══ 抜粋 ══
冠婚葬祭業からの挑戦

一条真也です。

「I.B」の2012年新春特別号が送られてきました。
福岡に本社を置く(株)データマックスが発行する企業情報誌です。
わたしのインタビュー記事が4ページにわたって掲載されています。
インタビューのタイトルは、「『有縁社会』の旗手たらん 冠婚葬祭業からの挑戦」。
聞き手は、同社の北九州山口統括本部長である浜崎裕治氏でした。


「I.B」2012年新春特別号



記事の冒頭には、「街のあちこちで見かける『紫雲閣』の建物。運営するのは、北九州市に本社を構えて冠婚葬祭業を営む(株)サンレーだ。東日本大震災を契機に人や家族の『絆』が見直されつつある昨今、作家『一条真也』としても知られる同社代表取締役佐久間庸和(さくまつねかず)氏にお話をうかがった」と書かれています。
そして、最近のわが社の取り組みに対するわたしの発言が紹介されています。



さまざまなテーマについてお話しましたが、特に「葬儀業界はグリーフケアの時代へ」ということを強調しました。以下に、インタビューの一部を紹介いたします。
――震災を機に、ご葬儀の必要性も再認識されたようですが、産業としての葬儀業界をどのようにとらえていらっしゃいますか。
「今が“過渡期”であることは間違いありません。これまでの葬儀業界は、ハード重視の『箱物産業』のような傾向がありました。しかし、全国の至るところに葬祭会館ができてしまった今、これまでのように次々と葬祭会館をつくるのは難しいでしょう。
また、それ以上に業界が制度疲労を起こしているとも考えています」
――制度疲労とは。
「ご存知のように、葬儀業界のメジャーと言えば冠婚葬祭互助会ですが、互助会の原点は戦後の焼け野原にありました。すべてが失われたなかで親の葬式があげられるかという不安や、あるいは家族を亡くした方々の心のケアが互助会の原点だったのです。
しかし、“箱物重視”のなかで、業界はその原点を見失いかけていたのではないでしょうか。たしかに、葬儀においてもハードとソフトの両面が必要です。ハード面の葬儀場に偏りすぎたこれまでを振り返り、制度疲労を修復して初期設定に帰すには、ソフト面である心のケアを重視した互助会制度の原点に帰る必要があるのです」
――残された方の心のケアに対する、御社の対応をお聞かせください。
「死は万人に平等にやってくるものですし、どのような死に方をしても家族は悲しいものです。悲しみにくれる家族の心をケアするため、私たちサンレーは、人材教育に力を入れてきました。たとえば、一級葬祭ディレクターの有資格者を全国トップクラスの約200名抱えています。加えて、今年は『上級心理カウンセラー』に社員3名が合格しました」
═══
* 作業内容 *
(a) 抜粋によれば、サンレーが抱える一級葬祭ディレクターの有資格者は約何名か。
(b) 冠婚葬祭業をめぐるインタビューの抜粋を、最後の文の後から書き継げ。
══ 与えられたデータ ══
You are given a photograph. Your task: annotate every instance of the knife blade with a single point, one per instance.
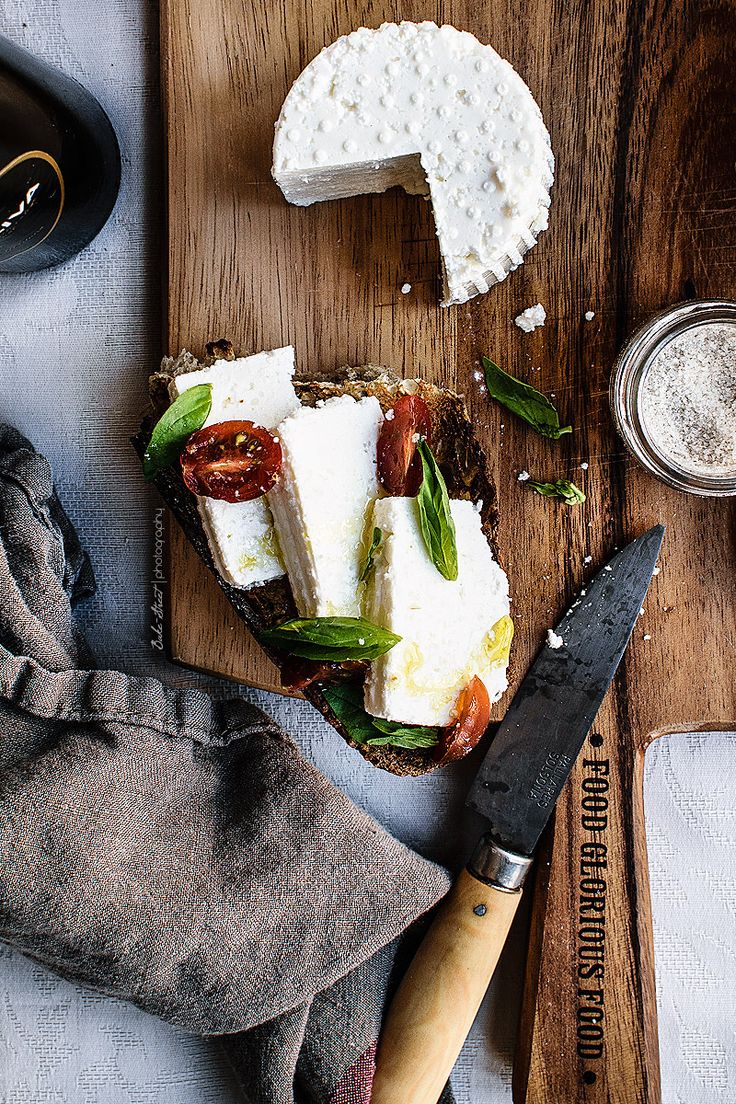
(516, 788)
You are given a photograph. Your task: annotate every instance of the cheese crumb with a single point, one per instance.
(531, 318)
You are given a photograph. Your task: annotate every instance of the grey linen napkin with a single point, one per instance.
(177, 851)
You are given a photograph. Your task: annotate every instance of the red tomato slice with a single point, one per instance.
(232, 460)
(473, 713)
(400, 465)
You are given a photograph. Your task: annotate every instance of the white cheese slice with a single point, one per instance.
(436, 112)
(446, 627)
(254, 389)
(321, 502)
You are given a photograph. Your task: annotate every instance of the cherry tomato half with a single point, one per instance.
(473, 713)
(400, 465)
(231, 460)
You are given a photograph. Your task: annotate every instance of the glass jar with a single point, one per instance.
(627, 385)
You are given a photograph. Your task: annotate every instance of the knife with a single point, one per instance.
(515, 788)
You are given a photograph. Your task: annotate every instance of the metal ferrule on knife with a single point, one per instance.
(499, 867)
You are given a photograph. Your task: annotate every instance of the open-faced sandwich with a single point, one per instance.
(350, 522)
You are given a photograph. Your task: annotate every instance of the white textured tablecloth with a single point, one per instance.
(76, 346)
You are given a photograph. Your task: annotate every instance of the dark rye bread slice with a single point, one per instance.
(459, 456)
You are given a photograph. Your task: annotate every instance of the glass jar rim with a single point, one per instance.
(626, 385)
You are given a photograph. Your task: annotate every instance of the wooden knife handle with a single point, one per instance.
(441, 991)
(588, 1029)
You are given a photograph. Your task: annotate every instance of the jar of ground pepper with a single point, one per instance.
(673, 396)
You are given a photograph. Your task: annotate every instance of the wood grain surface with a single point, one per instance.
(638, 97)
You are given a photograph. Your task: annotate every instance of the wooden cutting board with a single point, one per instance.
(638, 97)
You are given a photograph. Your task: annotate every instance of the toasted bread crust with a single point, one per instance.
(458, 453)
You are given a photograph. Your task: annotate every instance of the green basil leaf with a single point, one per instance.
(561, 488)
(345, 700)
(375, 544)
(331, 638)
(404, 735)
(187, 414)
(524, 401)
(435, 516)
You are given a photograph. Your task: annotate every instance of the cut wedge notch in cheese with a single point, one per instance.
(450, 630)
(322, 500)
(256, 389)
(436, 112)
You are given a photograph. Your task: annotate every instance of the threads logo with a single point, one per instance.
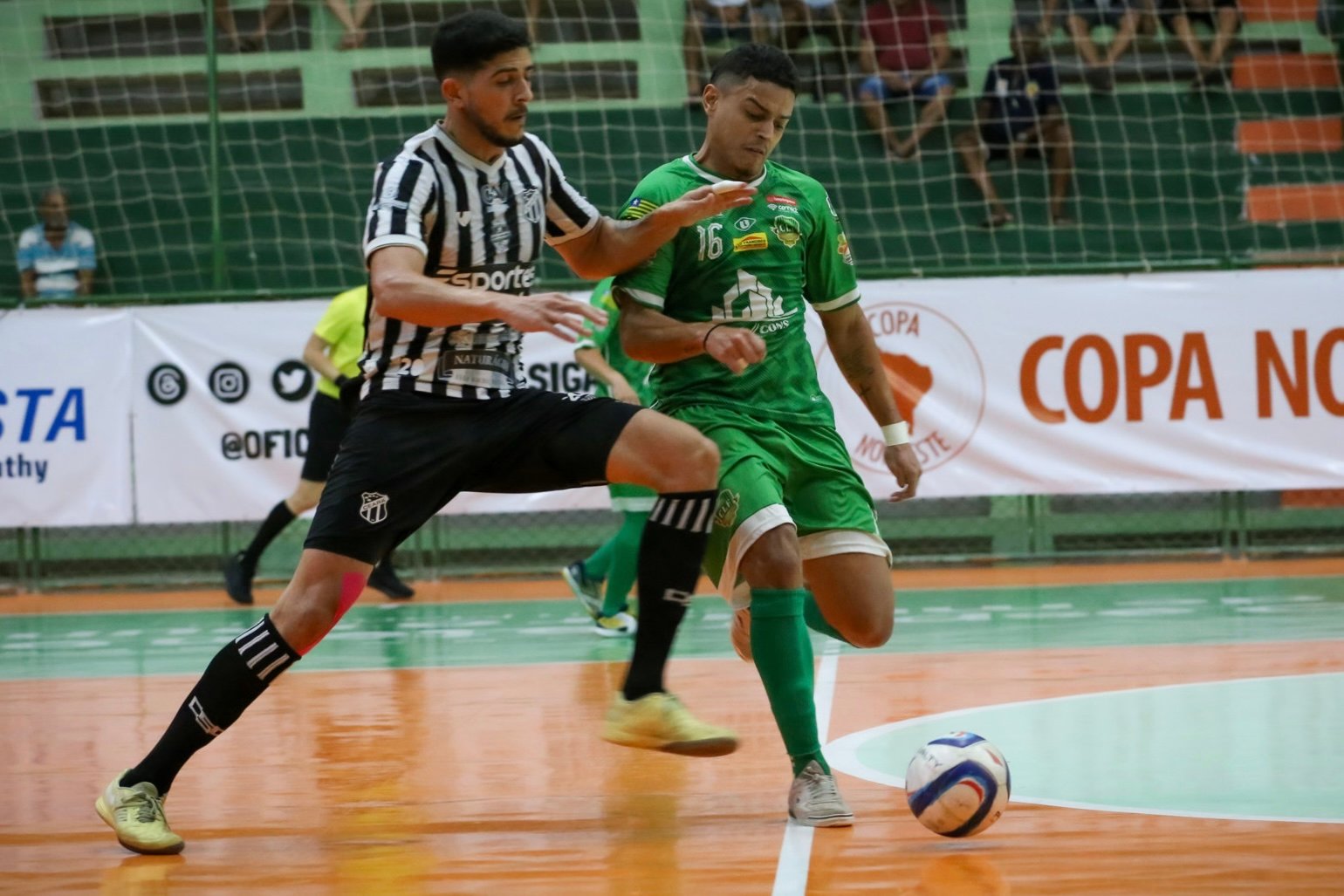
(167, 385)
(936, 378)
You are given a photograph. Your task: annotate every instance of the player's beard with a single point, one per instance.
(490, 132)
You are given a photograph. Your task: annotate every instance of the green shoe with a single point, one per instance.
(137, 814)
(589, 592)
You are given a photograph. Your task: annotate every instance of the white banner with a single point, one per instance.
(65, 434)
(221, 411)
(1012, 386)
(1109, 385)
(221, 407)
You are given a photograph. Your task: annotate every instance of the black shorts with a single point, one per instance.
(326, 422)
(406, 455)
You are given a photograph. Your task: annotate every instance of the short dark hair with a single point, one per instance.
(757, 61)
(470, 39)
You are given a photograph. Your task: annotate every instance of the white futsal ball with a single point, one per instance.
(957, 784)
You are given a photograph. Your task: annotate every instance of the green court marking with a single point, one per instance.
(1253, 749)
(380, 636)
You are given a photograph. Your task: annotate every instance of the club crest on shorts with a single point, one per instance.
(373, 507)
(726, 510)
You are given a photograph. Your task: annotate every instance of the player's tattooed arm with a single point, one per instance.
(616, 246)
(855, 351)
(648, 335)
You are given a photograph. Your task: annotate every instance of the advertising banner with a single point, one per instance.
(1107, 385)
(65, 433)
(221, 407)
(1011, 386)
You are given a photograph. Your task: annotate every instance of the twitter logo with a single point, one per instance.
(291, 380)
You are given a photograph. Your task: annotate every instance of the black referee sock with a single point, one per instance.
(278, 517)
(669, 565)
(239, 672)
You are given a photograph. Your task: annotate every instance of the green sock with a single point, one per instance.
(818, 622)
(625, 562)
(783, 653)
(597, 565)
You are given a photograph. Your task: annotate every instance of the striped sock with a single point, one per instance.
(669, 564)
(238, 674)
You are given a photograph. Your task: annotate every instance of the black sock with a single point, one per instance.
(669, 565)
(278, 517)
(239, 672)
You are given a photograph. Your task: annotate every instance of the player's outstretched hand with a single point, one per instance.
(552, 313)
(710, 201)
(734, 347)
(905, 467)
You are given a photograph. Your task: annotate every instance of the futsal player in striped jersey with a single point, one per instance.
(333, 350)
(457, 221)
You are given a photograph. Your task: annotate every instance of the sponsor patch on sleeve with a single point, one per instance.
(637, 209)
(751, 242)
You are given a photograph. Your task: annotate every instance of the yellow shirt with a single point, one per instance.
(343, 328)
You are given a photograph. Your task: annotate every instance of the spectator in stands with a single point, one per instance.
(1080, 20)
(351, 19)
(903, 51)
(55, 256)
(1019, 114)
(714, 22)
(1219, 17)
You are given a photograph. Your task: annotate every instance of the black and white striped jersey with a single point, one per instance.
(480, 226)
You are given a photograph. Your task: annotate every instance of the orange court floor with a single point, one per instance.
(1174, 728)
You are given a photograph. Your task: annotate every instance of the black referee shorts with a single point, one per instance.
(326, 422)
(406, 455)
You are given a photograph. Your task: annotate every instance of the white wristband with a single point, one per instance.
(896, 434)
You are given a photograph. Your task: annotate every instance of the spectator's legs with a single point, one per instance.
(975, 157)
(1059, 146)
(1080, 31)
(794, 19)
(759, 26)
(1229, 20)
(351, 20)
(692, 49)
(1180, 27)
(271, 17)
(876, 117)
(935, 111)
(1124, 37)
(226, 26)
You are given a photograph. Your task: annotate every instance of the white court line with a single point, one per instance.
(791, 875)
(843, 754)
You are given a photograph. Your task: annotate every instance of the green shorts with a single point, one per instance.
(632, 499)
(773, 475)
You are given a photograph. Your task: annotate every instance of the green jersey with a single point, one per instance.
(753, 266)
(607, 343)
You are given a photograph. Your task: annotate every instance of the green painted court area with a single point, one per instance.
(383, 636)
(1206, 749)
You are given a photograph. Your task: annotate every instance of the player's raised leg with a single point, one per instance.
(851, 598)
(783, 652)
(324, 586)
(682, 465)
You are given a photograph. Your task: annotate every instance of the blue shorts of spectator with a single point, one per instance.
(874, 87)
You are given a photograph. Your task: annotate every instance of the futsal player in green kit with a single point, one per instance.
(721, 313)
(602, 582)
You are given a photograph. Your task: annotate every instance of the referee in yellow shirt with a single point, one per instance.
(333, 350)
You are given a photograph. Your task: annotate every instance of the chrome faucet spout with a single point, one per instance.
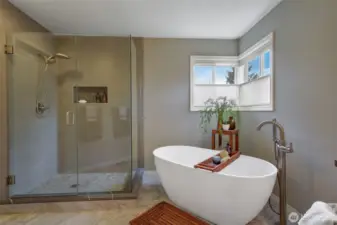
(273, 122)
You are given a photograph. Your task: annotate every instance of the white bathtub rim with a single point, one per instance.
(220, 173)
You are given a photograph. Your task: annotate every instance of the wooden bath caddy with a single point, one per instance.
(209, 165)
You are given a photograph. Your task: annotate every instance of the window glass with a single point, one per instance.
(224, 75)
(254, 68)
(203, 74)
(267, 67)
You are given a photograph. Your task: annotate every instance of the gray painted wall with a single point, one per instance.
(306, 67)
(168, 120)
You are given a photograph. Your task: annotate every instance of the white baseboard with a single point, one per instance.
(275, 199)
(151, 177)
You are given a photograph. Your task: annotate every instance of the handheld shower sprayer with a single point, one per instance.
(41, 95)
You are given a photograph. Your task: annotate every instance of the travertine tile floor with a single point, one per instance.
(117, 212)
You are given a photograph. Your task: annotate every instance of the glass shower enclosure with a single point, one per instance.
(73, 115)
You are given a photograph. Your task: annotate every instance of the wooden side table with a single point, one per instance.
(231, 134)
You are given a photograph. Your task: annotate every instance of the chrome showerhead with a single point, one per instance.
(52, 59)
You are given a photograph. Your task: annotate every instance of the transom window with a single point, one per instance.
(245, 79)
(208, 74)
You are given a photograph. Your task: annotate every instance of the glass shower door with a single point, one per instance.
(104, 115)
(35, 154)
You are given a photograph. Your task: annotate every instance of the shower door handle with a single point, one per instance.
(70, 116)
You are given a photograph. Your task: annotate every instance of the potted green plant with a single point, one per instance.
(221, 107)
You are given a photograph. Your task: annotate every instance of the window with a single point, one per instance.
(246, 79)
(266, 63)
(212, 77)
(254, 68)
(214, 74)
(256, 90)
(203, 74)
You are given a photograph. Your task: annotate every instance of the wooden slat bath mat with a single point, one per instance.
(166, 214)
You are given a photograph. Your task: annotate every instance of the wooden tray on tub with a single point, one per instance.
(209, 165)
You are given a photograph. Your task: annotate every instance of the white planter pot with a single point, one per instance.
(225, 126)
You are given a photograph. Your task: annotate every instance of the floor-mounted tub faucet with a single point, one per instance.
(280, 150)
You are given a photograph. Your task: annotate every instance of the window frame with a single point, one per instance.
(211, 61)
(260, 48)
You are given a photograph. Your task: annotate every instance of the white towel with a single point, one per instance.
(320, 213)
(123, 113)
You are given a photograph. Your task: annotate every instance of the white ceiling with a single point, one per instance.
(227, 19)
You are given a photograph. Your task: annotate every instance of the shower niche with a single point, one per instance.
(90, 94)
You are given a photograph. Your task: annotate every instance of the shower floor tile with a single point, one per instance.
(88, 182)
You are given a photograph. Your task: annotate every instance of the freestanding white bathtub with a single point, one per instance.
(233, 196)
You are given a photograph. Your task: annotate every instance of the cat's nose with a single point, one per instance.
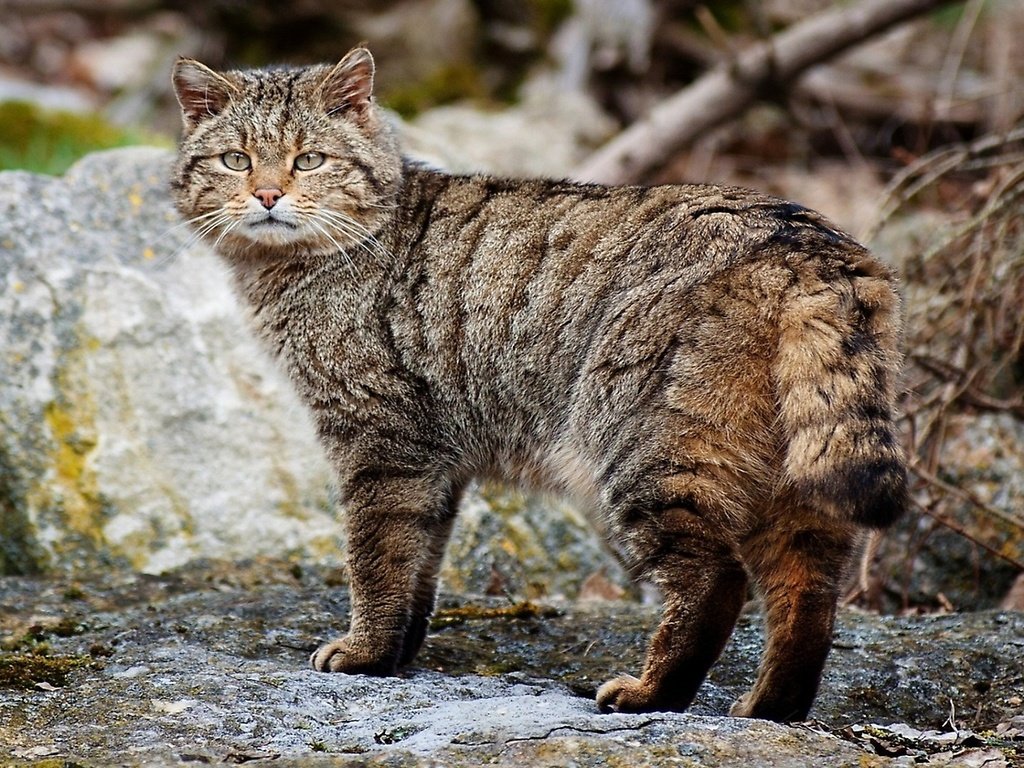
(268, 197)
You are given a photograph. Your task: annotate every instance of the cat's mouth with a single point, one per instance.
(271, 221)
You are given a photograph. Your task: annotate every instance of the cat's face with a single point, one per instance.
(284, 160)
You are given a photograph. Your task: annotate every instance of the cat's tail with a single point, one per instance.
(836, 370)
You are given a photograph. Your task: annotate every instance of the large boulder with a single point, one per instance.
(209, 666)
(143, 427)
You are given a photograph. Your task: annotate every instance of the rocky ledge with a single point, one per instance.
(208, 665)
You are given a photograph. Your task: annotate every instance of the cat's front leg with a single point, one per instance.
(396, 531)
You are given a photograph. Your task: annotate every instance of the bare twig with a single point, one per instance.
(729, 89)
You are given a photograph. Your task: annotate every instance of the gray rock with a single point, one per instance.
(210, 666)
(142, 427)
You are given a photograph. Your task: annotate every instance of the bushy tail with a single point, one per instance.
(836, 372)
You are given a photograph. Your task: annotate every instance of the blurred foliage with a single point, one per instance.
(45, 141)
(444, 85)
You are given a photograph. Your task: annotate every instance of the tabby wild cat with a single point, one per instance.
(709, 371)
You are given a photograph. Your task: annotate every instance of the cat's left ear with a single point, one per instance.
(348, 87)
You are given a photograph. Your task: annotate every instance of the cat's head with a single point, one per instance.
(284, 160)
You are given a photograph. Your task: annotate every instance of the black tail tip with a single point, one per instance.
(871, 494)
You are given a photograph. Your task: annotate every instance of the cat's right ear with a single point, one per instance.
(201, 91)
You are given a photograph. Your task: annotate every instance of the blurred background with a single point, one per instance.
(911, 140)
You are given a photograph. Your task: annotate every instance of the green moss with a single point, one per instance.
(45, 141)
(548, 15)
(27, 671)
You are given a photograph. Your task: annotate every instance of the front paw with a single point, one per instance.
(349, 655)
(625, 693)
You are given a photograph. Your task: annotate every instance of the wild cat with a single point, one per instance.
(709, 371)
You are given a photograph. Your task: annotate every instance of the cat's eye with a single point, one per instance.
(237, 161)
(309, 160)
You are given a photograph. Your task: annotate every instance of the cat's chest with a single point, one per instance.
(322, 332)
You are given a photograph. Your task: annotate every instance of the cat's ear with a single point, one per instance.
(348, 87)
(201, 91)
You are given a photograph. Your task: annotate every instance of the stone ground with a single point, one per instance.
(209, 666)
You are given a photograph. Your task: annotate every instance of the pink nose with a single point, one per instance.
(268, 197)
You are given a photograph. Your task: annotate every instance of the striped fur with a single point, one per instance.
(709, 371)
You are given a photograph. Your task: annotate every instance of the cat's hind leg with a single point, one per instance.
(704, 587)
(396, 534)
(799, 562)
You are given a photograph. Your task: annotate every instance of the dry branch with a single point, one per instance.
(726, 91)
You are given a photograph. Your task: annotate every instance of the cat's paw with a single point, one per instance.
(625, 693)
(351, 657)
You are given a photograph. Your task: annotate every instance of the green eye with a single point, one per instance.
═══
* 期待される結果 *
(a) 約200名。

(b)
――より専門的な資格ですね。
「高度なカウンセリングスキルが、このような時代には求められます。私は3年以内に100名の上級心理カウンセラーを社内に置きたいと考えています。すべての企業のなかで、日本一多くの上級心理カウンセラーを抱えた企業になること、それが心のお世話をしていくサンレーには必要だと考えたからです。
実は、先日『人は死なない』を書かれた東大医学部附属病院・集中治療部部長の矢作直樹先生が、私の著書『愛する人を亡くした人へ』を東大病院の先生方に配っているとのお話をいただきました。先生方も、患者への末期宣告や遺族に声をかけることの難しさに悩んでおられるそうです。
残された方の心の傷を癒すことを、専門的には『グリーフケア』と言いますが、東大病院の先生方が同じ悩みに取り組んでおられることに感動しましたし、医療界や宗教界を含めて、今後、最も重要なテーマになることを改めて確信しました」


「I.B」の2012年新春特別号



そして、ブログ「全互協・賀詞交歓会」ブログ「全互連・賀詞交歓会」に書いた先日の業界の会合において同業者の方々から質問攻めにされた「隣人館」事業についても、そのフィロソフィー、コンセプト、システムを説明しました。それは、「介護事業に大きな需要を見出しているのですね」という質問から以下のようにスタートしました。
「大きな需要があることは間違いありません。ただ、前原大臣も社会保障の削減問題を言われているように、日本のお年寄りはどうなるのかという不安もあります。独居老人の大半は、身寄りのない“孤独死予備軍”です。幸せな老後を送ってもらうためには、老人介護施設が欠かせませんが、これまでは2つの大きな問題がありました。
1つは、民間の介護施設は費用が高額で、限られた人しか入居できないという問題です。もう1つは、公的な老人介護施設は低額な費用で済みますが、数が少なくて何年も入居を待たされるという問題です。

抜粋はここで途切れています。